WHAT THE TASK ASKS:
Every record that follows must be returned word for word.

Stored dataset items:
┌──

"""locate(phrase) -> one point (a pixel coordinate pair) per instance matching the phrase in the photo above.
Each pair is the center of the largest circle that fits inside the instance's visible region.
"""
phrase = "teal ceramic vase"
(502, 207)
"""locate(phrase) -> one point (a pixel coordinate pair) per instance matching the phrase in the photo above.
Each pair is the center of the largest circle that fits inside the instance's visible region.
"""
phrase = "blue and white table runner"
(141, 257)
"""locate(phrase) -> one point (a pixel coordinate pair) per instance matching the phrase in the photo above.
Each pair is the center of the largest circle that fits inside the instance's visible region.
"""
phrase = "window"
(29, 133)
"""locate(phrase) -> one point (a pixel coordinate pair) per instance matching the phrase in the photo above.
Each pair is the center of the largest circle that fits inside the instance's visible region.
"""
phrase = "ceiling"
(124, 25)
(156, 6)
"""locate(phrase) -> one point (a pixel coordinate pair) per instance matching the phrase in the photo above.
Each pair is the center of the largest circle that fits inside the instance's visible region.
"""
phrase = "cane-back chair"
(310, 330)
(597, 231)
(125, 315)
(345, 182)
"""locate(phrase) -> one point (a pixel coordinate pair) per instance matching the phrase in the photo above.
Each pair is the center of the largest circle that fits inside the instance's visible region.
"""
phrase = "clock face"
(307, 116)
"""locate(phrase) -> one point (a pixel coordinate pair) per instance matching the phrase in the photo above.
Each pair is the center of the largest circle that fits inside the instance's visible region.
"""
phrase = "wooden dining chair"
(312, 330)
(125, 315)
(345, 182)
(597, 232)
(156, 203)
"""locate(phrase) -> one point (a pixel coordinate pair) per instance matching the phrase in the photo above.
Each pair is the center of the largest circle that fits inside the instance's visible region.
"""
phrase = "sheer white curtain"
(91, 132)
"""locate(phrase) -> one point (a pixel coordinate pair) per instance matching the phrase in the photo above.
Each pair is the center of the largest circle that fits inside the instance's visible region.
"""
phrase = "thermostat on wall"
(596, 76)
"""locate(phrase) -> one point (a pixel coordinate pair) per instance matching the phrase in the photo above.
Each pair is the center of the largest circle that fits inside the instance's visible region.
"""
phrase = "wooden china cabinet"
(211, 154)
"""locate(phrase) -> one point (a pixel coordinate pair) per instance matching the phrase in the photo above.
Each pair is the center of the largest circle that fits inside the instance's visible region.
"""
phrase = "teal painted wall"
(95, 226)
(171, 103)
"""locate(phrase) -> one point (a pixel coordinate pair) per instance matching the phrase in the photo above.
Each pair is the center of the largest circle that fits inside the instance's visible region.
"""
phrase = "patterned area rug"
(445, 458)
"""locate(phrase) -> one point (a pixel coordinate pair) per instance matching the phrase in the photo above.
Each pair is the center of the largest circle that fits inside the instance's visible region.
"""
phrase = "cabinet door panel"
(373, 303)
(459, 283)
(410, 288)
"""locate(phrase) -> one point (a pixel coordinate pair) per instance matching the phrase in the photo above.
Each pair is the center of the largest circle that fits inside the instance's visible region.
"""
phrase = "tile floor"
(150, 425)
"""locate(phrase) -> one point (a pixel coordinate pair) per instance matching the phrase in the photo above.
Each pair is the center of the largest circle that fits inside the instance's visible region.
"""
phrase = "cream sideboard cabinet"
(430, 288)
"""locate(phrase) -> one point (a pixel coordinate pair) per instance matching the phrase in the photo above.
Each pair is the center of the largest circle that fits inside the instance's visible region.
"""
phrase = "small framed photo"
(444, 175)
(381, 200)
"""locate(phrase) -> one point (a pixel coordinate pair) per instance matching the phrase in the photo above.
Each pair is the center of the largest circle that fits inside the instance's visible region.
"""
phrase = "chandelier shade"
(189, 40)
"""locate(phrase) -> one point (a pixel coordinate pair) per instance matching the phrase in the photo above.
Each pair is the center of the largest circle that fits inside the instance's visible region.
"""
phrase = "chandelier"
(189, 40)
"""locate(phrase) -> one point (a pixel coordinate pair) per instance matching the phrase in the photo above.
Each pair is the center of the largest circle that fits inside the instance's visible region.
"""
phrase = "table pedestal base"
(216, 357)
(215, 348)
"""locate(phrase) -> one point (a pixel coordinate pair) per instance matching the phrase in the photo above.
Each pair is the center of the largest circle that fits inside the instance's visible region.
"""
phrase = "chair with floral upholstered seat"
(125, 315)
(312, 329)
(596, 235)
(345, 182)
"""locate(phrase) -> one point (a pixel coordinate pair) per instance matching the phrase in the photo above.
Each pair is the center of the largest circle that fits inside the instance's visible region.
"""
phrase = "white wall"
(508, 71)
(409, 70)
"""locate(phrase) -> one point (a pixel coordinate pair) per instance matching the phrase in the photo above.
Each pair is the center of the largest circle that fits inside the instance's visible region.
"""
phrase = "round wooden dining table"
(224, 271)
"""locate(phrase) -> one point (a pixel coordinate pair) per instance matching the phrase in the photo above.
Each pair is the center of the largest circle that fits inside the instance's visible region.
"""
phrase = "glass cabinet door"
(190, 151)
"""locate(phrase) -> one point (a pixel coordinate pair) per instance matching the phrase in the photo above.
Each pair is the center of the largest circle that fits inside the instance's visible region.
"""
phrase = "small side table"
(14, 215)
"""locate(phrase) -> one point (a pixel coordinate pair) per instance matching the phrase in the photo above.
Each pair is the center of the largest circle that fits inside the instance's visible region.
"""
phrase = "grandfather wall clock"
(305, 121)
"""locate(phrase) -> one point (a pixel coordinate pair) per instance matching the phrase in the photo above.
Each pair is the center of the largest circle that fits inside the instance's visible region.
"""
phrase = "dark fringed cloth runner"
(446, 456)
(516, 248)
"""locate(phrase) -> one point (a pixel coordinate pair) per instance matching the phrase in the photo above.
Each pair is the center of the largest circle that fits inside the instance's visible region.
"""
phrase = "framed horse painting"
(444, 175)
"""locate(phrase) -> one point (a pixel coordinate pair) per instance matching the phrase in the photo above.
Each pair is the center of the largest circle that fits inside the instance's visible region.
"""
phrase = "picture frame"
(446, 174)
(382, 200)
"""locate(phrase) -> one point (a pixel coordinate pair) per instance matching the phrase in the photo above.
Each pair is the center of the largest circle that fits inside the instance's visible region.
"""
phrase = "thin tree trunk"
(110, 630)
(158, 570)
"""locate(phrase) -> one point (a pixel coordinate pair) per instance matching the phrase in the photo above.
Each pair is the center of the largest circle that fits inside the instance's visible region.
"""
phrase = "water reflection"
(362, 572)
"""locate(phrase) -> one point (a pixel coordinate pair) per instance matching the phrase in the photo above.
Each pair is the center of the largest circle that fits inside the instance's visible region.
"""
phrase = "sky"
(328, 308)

└──

RESULT OF THE TASK:
"""locate(phrase) -> one point (a pixel coordinate pair) per instance matching the phrase in the photo above.
Each pair is the center of the largest circle that fits inside the instance's visible region.
"""
phrase = "teal ceramic vase"
(502, 207)
"""locate(phrase) -> one point (a pixel coordinate pair) per instance matching the phrase in the photo above.
Each pair is the center of the largest circle that fits inside the instance's visible region.
"""
phrase = "blue and white table runner"
(141, 257)
"""locate(phrase) -> one point (a pixel coordinate pair) per instance matching the phrase in the photo above.
Each pair is the center of the largest circle that fits inside the instance's visible region.
"""
phrase = "window"
(29, 133)
"""locate(phrase) -> one point (a pixel coordinate pair) per instance matching the phrase in the photo above.
Each pair is the center of the largest circle that fits inside the instance's visible region.
"""
phrase = "ceiling"
(124, 25)
(156, 6)
"""locate(phrase) -> one point (a pixel coordinate pair) per instance matching the phrase in the photo above.
Each pair is the center of the largest circle that fits inside the instance's visible region.
"""
phrase = "cane-back chair"
(310, 330)
(597, 231)
(125, 315)
(345, 182)
"""locate(phrase) -> one point (a pixel coordinate pair) per instance matching the phrase in the photo above.
Each pair is the center of the largest circle that fits inside the instance's visible region.
"""
phrase = "clock face"
(307, 116)
"""locate(phrase) -> one point (a pixel coordinate pair) per instance matching the phrase in the photo above.
Each pair is the center of the largest circle that fits inside the instance's visible region.
"""
phrase = "wooden dining chair"
(312, 330)
(125, 315)
(345, 182)
(597, 232)
(156, 203)
"""locate(phrase) -> one point (a pixel coordinate pair) per instance matching the phrase in the photo above.
Each pair is the center of the largest circle that fits inside the instance's visible region.
"""
phrase = "sheer white curtain"
(91, 132)
"""locate(phrase) -> one point (a pixel coordinate pair) per instance matching the phrase in the photo above.
Each pair is the center of the largest circle that fits inside the instance's visible region.
"""
phrase = "thermostat on wall"
(596, 76)
"""locate(phrase) -> one point (a pixel coordinate pair) per instance matching the phrase in the photo above.
Each pair is the center of the largest circle that fits inside the instance's visible region.
"""
phrase = "wooden china cabinet"
(211, 154)
"""locate(phrase) -> one point (a pixel coordinate pair) per instance matching the phrase in the photo above.
Each pair is the center of the largest circle that fits inside the instance's visible region.
"""
phrase = "teal painted wall"
(95, 226)
(171, 103)
"""locate(phrase) -> one point (a pixel coordinate pair) per instance matching the phrase in the photo above.
Each pair is the center of the largest circle that fits inside the instance's visible region.
"""
phrase = "patterned area rug"
(445, 458)
"""locate(phrase) -> one point (a pixel coordinate pair) per instance matching the phrase in the photo above.
Each pair is the center of the largest circle that fits inside the instance's visible region.
"""
phrase = "cabinet door panel"
(373, 303)
(459, 283)
(410, 288)
"""locate(phrase) -> one point (a pixel coordinate pair) per instance matching the phrase in the photo above.
Each pair is the center of the largest circle that fits inside the instance's visible region.
"""
phrase = "tile floor"
(150, 425)
"""locate(phrase) -> one point (a pixel coordinate pair) per instance matching the phrase in the photo above.
Each pair is the center of the largest circle that fits inside the instance's visible region.
"""
phrase = "cream sideboard cabinet"
(430, 288)
"""locate(phrase) -> one point (a pixel coordinate pair) per instance matching the phrase in the photo above.
Each pair is the center of the largest circle that fits inside the instance's visible region.
"""
phrase = "small framed photo"
(444, 175)
(381, 200)
"""locate(phrase) -> one point (a pixel coordinate pair) per instance matching the phrase in the photo above.
Each pair is the center of the largest circle that fits inside the instance's visible region.
"""
phrase = "chandelier shade"
(189, 40)
"""locate(phrase) -> one point (a pixel coordinate pair) per instance matching the phrase in the photo above.
Each pair is the center of the largest circle that fits inside the instance's visible region.
"""
phrase = "chandelier"
(189, 40)
"""locate(phrase) -> one point (a pixel coordinate pair) per instance matching the phrase in the photo above.
Each pair is the center of the largest circle that fits inside the instance's visible region.
"""
phrase = "table pedestal base"
(216, 357)
(215, 348)
"""locate(phrase) -> one point (a pixel coordinate pair) per instance matching the phrase in the photo above.
Each pair is the center of the largest circle that fits inside the instance's visible region.
"""
phrase = "chair with floral upholstered seat"
(125, 315)
(312, 329)
(596, 235)
(345, 182)
"""locate(phrase) -> one point (a pixel coordinate pair) per instance matching the phrase in the photo above.
Each pair is the center of the largest circle that fits inside the instance's visible region.
"""
phrase = "white wall"
(508, 71)
(409, 70)
"""locate(phrase) -> one point (a pixel coordinate pair) per instance matching the phrase in the photo above.
Each pair is the center of the largest circle that fits inside the instance's visible region.
"""
phrase = "round wooden dining table"
(224, 271)
"""locate(phrase) -> one point (a pixel coordinate pair) per instance matching the phrase in the photo above.
Each pair is the center of the largest circle that fits inside the instance's visible region.
"""
phrase = "glass cabinet door"
(190, 151)
"""locate(phrase) -> one point (a pixel coordinate pair) per instance matching the phrase in the photo above.
Each pair is the center of the largest circle that fits inside the instance's visible region.
"""
phrase = "small side table"
(14, 215)
"""locate(phrase) -> one point (a pixel coordinate pair) per instance matching the phrase in the photo above.
Each pair is the center of the largest circle that fits inside the instance's visible region.
"""
phrase = "grandfather wall clock"
(305, 121)
"""locate(phrase) -> one point (a pixel coordinate pair) per instance matching the phrase in the photo above.
Each pair is the center of the largest circle that fits inside the instance's visible region.
"""
phrase = "dark fringed cloth runner"
(446, 456)
(516, 248)
"""locate(phrase) -> one point (a pixel coordinate pair) per instance matching the phrase in the photo above.
Each pair is the center of the largest circle that fits inside the instance's visible region.
"""
phrase = "framed horse painting"
(444, 175)
"""locate(phrase) -> one point (a pixel coordinate pair) per instance matching the phrase in the photo above.
Each pair is the center of the largest circle that fits inside the instance's visible region.
"""
phrase = "picture frame"
(446, 174)
(382, 200)
"""locate(phrase) -> one point (a pixel coordinate pair) per instance matching the phrase in the photo above.
Each pair is the center of the largest circle that fits inside the instance's visible region.
"""
phrase = "thin tree trunk"
(110, 630)
(158, 570)
"""locate(phrase) -> one point (a pixel coordinate pair) per instance matching the phrase in the photo above.
Each pair is the center of the largest circle that fits inside the instance's visible region.
"""
phrase = "water reflection"
(362, 572)
"""locate(phrase) -> one point (a pixel coordinate pair) per instance matching the phrase in the photo above.
Each pair is the center of the largest circle that fits inside the instance's visible region.
"""
phrase = "sky"
(328, 308)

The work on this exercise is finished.